_Supplied passage:_
The relevant property of a gate is often its entangling power, and the requirement for a two-qubit gate in a universal set of gates is that it is a “perfect entangler”. A perfect entangler can produce a maximally entangled state from a separable input state. Since 85% of all two-qubit gates are perfect entanglers [56][57], a functional that targets an arbitrary perfect entangler [28][29] solves the control problem with the least constraints.

The optimization towards an arbitrary perfect entangler is closely related to an optimization towards a point in the Weyl chamber (How to optimize towards a two-qubit gate up to single-qubit corrections): It turns out that in the geometric representation of the Weyl chamber, all the perfect entanglers lie within a polyhedron, and we can simply minimize the geometric distance to the surface of this polyhedron.

Use krotov.objectives.gate_objectives() with gate='PE' in order to construct a list of objectives suitable for an optimization using the perfect entanglers functional [28][29]. This is illustrated in the Optimization towards a Perfect Entangler.

Again, the chi_constructor is available in the weylchamber package.

Both the optimization towards a local equivalence class and an arbitrary perfect entangler may require use of the second-order update equation, see Second order update.

How to optimize in a dissipative system

To optimize a dissipative system, it is sufficient to set an Objective with a density matrix for the initial_state and target, and a Liouvillian in Objective.H. See the Optimization of Dissipative Qubit Reset for an example.

Instead of a Liouvillian, it is also possible to set Objective.H to the system Hamiltonian, and Objective.c_ops to the appropriate Lindblad operators. However, it is generally much more efficient to use krotov.objectives.liouvillian() to convert a time-dependent Hamiltonian and a list of Lindblad operators into a time-dependent Liouvillian. In either case, the propagate routine passed to optimize_pulses() must be aware of and compatible with the convention for the objectives.

_Given entries:_
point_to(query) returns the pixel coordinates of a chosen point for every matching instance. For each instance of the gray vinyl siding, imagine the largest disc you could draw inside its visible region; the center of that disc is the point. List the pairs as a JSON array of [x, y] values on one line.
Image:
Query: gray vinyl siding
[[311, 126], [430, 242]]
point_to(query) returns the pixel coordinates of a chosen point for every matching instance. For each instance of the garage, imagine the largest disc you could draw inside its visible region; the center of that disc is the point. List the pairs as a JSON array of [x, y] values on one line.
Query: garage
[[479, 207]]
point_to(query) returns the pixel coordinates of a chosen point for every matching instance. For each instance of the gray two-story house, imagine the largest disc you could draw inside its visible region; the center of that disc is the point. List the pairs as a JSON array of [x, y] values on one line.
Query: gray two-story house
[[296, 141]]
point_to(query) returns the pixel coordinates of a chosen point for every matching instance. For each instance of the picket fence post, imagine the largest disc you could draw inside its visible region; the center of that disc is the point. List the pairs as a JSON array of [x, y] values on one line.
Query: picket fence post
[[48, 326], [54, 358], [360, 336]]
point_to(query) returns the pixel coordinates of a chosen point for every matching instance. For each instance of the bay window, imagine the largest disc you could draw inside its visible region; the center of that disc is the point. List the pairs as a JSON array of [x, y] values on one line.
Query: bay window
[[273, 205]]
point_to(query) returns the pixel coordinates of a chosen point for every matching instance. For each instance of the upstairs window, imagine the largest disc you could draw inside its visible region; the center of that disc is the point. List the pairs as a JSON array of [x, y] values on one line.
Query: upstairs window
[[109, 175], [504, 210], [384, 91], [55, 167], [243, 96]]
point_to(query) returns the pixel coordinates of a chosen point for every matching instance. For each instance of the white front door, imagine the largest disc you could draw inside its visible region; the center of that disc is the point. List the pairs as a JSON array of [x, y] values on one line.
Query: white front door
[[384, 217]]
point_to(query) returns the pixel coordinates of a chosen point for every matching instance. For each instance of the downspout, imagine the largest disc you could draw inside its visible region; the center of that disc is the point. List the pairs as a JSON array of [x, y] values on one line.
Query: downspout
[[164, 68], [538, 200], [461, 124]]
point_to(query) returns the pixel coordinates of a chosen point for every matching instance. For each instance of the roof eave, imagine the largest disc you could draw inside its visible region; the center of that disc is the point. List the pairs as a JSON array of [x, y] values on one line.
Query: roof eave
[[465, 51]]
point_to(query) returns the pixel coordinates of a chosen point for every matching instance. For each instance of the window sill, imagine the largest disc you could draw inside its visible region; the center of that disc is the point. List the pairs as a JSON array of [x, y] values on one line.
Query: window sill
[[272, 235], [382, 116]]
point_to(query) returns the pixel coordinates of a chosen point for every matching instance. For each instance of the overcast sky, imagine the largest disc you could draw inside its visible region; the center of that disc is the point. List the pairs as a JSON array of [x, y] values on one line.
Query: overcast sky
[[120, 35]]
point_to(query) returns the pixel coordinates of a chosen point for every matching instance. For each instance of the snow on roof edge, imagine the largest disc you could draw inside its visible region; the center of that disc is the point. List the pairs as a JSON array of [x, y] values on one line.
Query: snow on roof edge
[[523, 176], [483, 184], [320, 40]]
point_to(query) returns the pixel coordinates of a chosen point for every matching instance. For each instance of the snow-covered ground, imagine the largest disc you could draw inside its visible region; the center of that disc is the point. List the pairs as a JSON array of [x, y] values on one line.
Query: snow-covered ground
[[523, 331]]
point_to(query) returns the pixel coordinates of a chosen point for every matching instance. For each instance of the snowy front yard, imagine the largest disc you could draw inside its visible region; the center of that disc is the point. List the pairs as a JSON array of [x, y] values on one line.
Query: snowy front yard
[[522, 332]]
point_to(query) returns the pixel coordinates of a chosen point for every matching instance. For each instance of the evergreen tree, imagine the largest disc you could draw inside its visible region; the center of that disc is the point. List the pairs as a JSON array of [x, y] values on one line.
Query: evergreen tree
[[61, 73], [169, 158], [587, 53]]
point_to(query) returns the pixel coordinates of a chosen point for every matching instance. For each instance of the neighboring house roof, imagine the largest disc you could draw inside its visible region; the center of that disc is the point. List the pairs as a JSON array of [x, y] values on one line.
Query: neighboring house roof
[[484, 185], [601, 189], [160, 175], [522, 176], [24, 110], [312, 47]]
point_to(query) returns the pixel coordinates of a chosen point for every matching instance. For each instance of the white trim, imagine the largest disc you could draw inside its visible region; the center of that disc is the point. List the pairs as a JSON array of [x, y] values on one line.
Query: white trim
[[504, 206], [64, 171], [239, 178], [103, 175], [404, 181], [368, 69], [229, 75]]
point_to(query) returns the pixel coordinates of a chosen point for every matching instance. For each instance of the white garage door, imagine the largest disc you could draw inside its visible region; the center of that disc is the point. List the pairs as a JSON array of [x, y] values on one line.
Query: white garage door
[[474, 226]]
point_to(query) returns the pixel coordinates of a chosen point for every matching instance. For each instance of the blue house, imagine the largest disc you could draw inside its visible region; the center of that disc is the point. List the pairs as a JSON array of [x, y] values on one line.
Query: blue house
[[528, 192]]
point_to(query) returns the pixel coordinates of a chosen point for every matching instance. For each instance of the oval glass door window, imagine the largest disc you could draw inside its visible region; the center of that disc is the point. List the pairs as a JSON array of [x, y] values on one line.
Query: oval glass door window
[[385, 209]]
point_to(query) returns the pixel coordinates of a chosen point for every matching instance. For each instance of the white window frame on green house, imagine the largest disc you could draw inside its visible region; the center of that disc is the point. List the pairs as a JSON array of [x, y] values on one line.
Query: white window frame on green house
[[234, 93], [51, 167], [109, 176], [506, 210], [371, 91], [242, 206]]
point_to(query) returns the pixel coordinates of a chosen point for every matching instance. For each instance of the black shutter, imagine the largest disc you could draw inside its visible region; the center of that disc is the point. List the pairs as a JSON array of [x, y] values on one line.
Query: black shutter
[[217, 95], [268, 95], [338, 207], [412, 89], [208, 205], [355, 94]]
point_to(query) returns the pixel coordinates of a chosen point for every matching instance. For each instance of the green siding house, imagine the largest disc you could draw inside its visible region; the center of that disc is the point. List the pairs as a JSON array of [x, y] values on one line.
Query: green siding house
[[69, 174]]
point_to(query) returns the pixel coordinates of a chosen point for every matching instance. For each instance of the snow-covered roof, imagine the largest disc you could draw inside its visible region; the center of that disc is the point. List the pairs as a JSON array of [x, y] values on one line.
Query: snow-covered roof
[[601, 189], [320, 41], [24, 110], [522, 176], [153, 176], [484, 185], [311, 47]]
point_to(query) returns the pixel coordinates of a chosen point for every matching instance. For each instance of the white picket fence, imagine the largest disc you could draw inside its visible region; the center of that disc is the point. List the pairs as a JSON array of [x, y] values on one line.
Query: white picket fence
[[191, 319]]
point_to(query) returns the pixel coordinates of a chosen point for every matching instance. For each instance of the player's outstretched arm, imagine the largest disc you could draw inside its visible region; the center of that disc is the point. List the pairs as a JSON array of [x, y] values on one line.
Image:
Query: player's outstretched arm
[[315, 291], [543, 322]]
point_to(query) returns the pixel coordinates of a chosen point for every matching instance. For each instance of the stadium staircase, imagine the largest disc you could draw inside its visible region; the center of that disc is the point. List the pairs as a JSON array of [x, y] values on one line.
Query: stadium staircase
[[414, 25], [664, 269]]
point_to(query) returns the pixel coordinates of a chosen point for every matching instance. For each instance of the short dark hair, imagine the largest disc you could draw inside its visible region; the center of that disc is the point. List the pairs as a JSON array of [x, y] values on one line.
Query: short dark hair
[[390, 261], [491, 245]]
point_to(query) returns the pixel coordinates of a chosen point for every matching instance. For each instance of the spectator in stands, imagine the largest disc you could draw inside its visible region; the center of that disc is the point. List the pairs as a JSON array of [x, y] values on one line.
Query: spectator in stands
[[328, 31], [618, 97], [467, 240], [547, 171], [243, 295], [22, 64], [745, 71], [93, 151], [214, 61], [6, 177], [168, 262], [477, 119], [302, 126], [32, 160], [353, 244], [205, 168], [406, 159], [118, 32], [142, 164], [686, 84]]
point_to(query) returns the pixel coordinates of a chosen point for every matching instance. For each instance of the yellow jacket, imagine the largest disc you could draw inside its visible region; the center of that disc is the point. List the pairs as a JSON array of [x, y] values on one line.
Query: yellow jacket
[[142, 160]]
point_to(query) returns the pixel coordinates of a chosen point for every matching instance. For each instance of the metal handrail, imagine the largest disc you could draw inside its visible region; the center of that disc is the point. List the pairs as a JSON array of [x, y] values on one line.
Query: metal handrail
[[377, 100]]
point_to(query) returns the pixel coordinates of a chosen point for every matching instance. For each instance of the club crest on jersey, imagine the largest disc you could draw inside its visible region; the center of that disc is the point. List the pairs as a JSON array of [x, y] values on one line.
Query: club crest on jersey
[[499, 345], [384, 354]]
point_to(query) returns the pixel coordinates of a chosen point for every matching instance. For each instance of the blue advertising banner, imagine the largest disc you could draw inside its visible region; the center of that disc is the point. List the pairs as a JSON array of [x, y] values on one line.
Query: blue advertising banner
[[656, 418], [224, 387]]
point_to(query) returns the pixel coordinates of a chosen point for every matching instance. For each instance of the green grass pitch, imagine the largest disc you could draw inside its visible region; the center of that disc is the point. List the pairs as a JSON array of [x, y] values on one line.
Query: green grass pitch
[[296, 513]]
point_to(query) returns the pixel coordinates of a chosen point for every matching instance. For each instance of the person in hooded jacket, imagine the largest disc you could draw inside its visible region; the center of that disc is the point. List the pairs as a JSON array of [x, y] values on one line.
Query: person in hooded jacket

_Exercise directions:_ Copy out the entire passage on perfect entanglers and dissipative optimization word for word. The records have no connection to the passage on perfect entanglers and dissipative optimization.

_Problem solution:_
The relevant property of a gate is often its entangling power, and the requirement for a two-qubit gate in a universal set of gates is that it is a “perfect entangler”. A perfect entangler can produce a maximally entangled state from a separable input state. Since 85% of all two-qubit gates are perfect entanglers [56][57], a functional that targets an arbitrary perfect entangler [28][29] solves the control problem with the least constraints.

The optimization towards an arbitrary perfect entangler is closely related to an optimization towards a point in the Weyl chamber (How to optimize towards a two-qubit gate up to single-qubit corrections): It turns out that in the geometric representation of the Weyl chamber, all the perfect entanglers lie within a polyhedron, and we can simply minimize the geometric distance to the surface of this polyhedron.

Use krotov.objectives.gate_objectives() with gate='PE' in order to construct a list of objectives suitable for an optimization using the perfect entanglers functional [28][29]. This is illustrated in the Optimization towards a Perfect Entangler.

Again, the chi_constructor is available in the weylchamber package.

Both the optimization towards a local equivalence class and an arbitrary perfect entangler may require use of the second-order update equation, see Second order update.

How to optimize in a dissipative system

To optimize a dissipative system, it is sufficient to set an Objective with a density matrix for the initial_state and target, and a Liouvillian in Objective.H. See the Optimization of Dissipative Qubit Reset for an example.

Instead of a Liouvillian, it is also possible to set Objective.H to the system Hamiltonian, and Objective.c_ops to the appropriate Lindblad operators. However, it is generally much more efficient to use krotov.objectives.liouvillian() to convert a time-dependent Hamiltonian and a list of Lindblad operators into a time-dependent Liouvillian. In either case, the propagate routine passed to optimize_pulses() must be aware of and compatible with the convention for the objectives.